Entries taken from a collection
============

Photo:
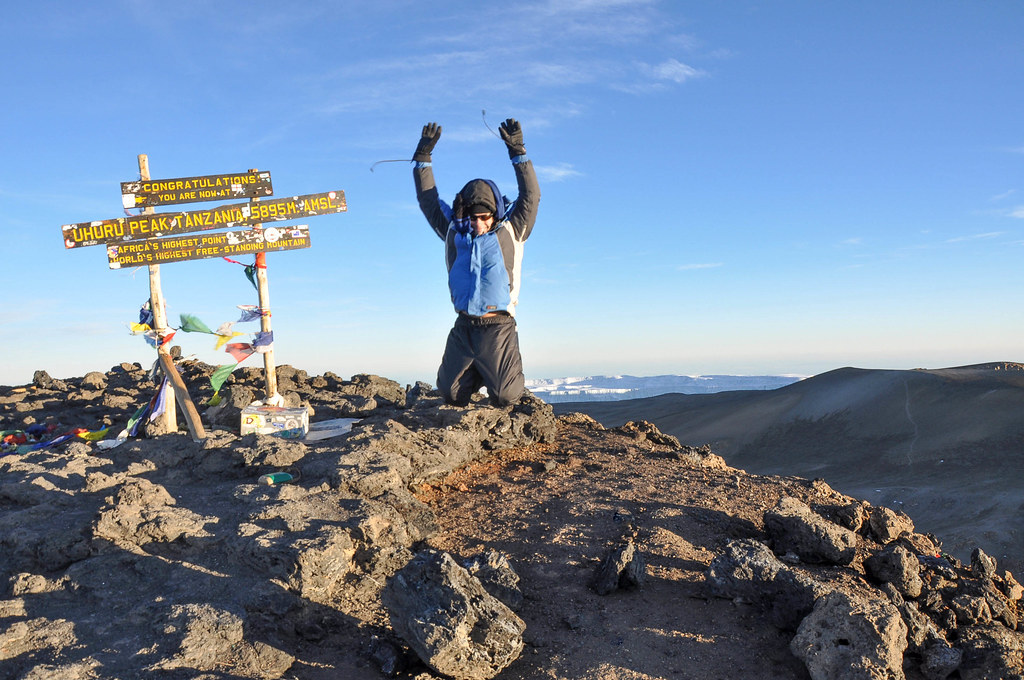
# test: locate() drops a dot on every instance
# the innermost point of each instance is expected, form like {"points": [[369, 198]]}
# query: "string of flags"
{"points": [[39, 436]]}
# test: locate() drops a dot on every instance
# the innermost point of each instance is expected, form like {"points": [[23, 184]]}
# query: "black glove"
{"points": [[431, 133], [458, 208], [512, 135]]}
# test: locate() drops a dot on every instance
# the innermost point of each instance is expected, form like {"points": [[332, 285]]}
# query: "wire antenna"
{"points": [[397, 160], [483, 115]]}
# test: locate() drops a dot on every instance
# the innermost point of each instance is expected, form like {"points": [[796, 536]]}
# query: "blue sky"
{"points": [[742, 187]]}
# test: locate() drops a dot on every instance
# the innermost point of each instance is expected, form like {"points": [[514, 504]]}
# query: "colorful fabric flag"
{"points": [[263, 341], [240, 350], [251, 275], [93, 435], [155, 338], [250, 312], [145, 314], [190, 324], [220, 375], [160, 401], [221, 339]]}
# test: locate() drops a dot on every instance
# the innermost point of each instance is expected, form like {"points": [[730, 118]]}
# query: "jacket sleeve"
{"points": [[426, 194], [524, 213]]}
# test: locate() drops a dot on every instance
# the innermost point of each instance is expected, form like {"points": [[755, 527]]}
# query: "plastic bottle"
{"points": [[274, 478]]}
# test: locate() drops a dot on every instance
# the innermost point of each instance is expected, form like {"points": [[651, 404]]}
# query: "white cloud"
{"points": [[980, 237], [675, 71], [705, 265], [557, 173]]}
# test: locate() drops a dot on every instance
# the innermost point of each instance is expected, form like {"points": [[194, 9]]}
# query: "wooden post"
{"points": [[263, 289], [169, 419], [269, 368]]}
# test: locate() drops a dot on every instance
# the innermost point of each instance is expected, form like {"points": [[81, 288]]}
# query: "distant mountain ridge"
{"points": [[613, 388], [945, 444]]}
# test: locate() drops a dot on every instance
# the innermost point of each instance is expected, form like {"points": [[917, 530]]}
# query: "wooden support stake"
{"points": [[169, 419], [263, 289], [192, 416], [269, 368]]}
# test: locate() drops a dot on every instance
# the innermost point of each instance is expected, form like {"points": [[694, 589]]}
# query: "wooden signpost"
{"points": [[189, 189], [151, 225], [153, 239], [220, 244]]}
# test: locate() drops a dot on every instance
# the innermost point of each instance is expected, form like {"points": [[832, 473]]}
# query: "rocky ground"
{"points": [[434, 542]]}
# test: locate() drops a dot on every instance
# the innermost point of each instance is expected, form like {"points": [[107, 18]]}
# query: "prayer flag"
{"points": [[190, 324], [220, 375], [240, 350], [221, 339], [250, 312]]}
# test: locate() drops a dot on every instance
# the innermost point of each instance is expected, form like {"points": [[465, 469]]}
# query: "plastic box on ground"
{"points": [[275, 420]]}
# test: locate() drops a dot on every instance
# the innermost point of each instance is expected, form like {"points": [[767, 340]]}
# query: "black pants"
{"points": [[481, 352]]}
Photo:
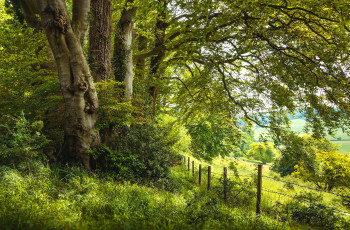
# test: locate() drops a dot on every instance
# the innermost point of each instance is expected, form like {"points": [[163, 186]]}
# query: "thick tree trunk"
{"points": [[100, 40], [122, 57], [141, 87], [156, 70], [79, 93]]}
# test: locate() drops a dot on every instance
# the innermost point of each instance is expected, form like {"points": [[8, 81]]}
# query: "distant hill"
{"points": [[298, 125]]}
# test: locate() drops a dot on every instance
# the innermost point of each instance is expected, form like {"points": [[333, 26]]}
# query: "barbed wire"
{"points": [[304, 186]]}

============

Without the pictures, restate all of the entries above verbatim.

### ANSWER TO THE EXERCISE:
Photo:
# test: locate() drops a dot on every instance
# the innermost point of each instance is expected, form like {"points": [[369, 198]]}
# query: "string of flags"
{"points": [[39, 436]]}
# test: locate() drops a dot on every instance
# the innermost point of each instance is expected, form like {"points": [[23, 184]]}
# query: "black glove"
{"points": [[431, 133], [458, 208], [512, 135]]}
# test: locate() drops a dot on every instance
# the innermost point of each instance is expected, form like {"points": [[332, 285]]}
# query: "wire antenna"
{"points": [[397, 160], [483, 115]]}
# test: locate() drops a dot on every instance
# the innermost point of each instance is expected, form like {"points": [[796, 536]]}
# query: "blue sky"
{"points": [[742, 187]]}
# test: locate() drops a dot on every instance
# the innermost point of each instance is expected, form like {"points": [[514, 504]]}
# query: "colorful fabric flag"
{"points": [[263, 341], [240, 350], [251, 275], [93, 435], [155, 338], [250, 312], [145, 314], [190, 324], [220, 375], [160, 401], [221, 339]]}
# test: locate() drops a dot on every instance
# the innermost point of each instance is expected, form like {"points": [[730, 118]]}
# query: "jacket sleeve"
{"points": [[426, 194], [524, 213]]}
# test: locate() drops a dot on every instance
# the innermost point of each instance is expected, form like {"points": [[755, 527]]}
# query: "plastic bottle"
{"points": [[274, 478]]}
# test: locate() drops a dot on every instance
# the innermost point of each instance is expected, form like {"points": [[651, 404]]}
# query: "white cloud"
{"points": [[980, 237], [675, 71], [705, 265], [557, 173]]}
# test: locate() drops a dot on every instance
# the innermost point of each instance is expected, form like {"points": [[194, 9]]}
# query: "wooden post"
{"points": [[263, 289], [169, 419], [269, 368]]}
# test: locate() drops a dot on every instance
# the innermost point of each instance is expected, form like {"points": [[81, 288]]}
# query: "distant mountain ridge"
{"points": [[613, 388], [945, 444]]}
# test: locate() drops a dot on every instance
# the innermost point of each instance is expected, form like {"points": [[917, 530]]}
# query: "wooden support stake"
{"points": [[169, 419], [263, 289], [192, 416], [269, 368]]}
# test: locate() drops a dot on every instance
# the innermost point of each instance is expected, form like {"points": [[694, 589]]}
# query: "wooden signpost"
{"points": [[189, 189], [151, 225], [153, 239], [220, 244]]}
# test: locate() drops a dot on every instance
# the innermost point of each instance is expected, form like {"points": [[832, 473]]}
# query: "rocky ground"
{"points": [[434, 542]]}
# test: locate() drops a dot on every instance
# the innermost point of each instance is expected, form like {"points": [[107, 18]]}
# query: "prayer flag"
{"points": [[190, 324], [220, 375], [240, 350], [221, 339], [250, 312]]}
# test: locate() drops a dot on every instance
# the innermost point of each instance is expected, form like {"points": [[465, 469]]}
# query: "plastic box on ground"
{"points": [[275, 420]]}
# test: locate() drops a dot on every instance
# the innermost point of each instance is expected, form like {"points": [[767, 340]]}
# query: "black pants"
{"points": [[481, 352]]}
Photo:
# test: locate() drops a dot on every instance
# the innermost point of each instance is expected, form like {"points": [[163, 186]]}
# query: "thick tree trunk"
{"points": [[100, 40], [122, 57], [141, 87], [156, 70], [79, 93]]}
# test: locate() drops a dot on every instance
# the innermost point of each instance is expected, form like {"points": [[8, 81]]}
# query: "distant hill"
{"points": [[298, 125]]}
# test: locate() drops a dot on every instance
# the innermost point of each instance is expected, form like {"points": [[333, 26]]}
# query: "barbed wire"
{"points": [[304, 186]]}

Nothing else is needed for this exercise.